## Data shown
──────────

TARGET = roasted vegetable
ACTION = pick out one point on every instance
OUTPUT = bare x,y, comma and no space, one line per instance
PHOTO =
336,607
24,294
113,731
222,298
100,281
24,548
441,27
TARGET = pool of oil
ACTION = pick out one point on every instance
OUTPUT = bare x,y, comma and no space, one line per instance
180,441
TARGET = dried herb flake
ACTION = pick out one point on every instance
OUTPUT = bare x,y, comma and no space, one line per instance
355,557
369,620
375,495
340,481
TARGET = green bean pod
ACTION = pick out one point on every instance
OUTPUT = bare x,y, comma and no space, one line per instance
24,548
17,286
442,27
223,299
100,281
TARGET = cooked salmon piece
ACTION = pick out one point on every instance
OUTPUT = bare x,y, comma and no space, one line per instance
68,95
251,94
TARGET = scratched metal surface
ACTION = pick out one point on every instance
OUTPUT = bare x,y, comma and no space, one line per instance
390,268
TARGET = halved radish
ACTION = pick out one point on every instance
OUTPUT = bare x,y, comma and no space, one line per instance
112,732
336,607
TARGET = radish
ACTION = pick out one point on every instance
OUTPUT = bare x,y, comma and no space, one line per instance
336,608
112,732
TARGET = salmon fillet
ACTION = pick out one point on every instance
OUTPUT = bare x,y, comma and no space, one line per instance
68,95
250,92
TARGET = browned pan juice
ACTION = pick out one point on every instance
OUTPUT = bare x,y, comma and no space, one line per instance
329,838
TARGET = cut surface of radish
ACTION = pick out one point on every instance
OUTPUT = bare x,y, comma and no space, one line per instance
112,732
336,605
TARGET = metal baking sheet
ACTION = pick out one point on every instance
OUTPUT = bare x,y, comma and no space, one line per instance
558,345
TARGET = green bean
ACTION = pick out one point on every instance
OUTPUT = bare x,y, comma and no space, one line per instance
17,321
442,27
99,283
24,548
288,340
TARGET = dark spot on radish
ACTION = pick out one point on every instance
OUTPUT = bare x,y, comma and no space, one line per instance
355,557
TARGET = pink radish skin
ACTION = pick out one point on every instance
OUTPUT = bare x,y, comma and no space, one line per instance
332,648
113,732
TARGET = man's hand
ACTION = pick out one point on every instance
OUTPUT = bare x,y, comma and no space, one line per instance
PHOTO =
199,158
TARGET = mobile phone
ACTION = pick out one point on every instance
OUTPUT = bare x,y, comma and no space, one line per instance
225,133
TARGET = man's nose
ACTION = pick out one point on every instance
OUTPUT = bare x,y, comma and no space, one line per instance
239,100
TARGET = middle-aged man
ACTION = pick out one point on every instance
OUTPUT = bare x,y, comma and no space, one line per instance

──────────

Give back exactly the lines running from the line containing "TARGET = pink radish skin" through the end of the material above, both included, and nothing beyond them.

## Expected output
TARGET = pink radish skin
ACTION = pick out one point on every instance
OUTPUT = bare x,y, comma and no space, one line per instance
332,648
113,732
TARGET = man's hand
ACTION = pick out one point on every instance
OUTPUT = bare x,y, comma and no space, one line per instance
PHOTO =
199,158
TARGET = mobile phone
ACTION = pick out one point on every instance
OUTPUT = bare x,y, comma and no space, one line per instance
225,133
TARGET = man's nose
ACTION = pick out one point on every instance
OUTPUT = bare x,y, comma and no space, one line per instance
239,100
TARGET = middle-aged man
ACTION = pick out one point on every instance
OUTPUT = bare x,y, comma and no space, one line per instance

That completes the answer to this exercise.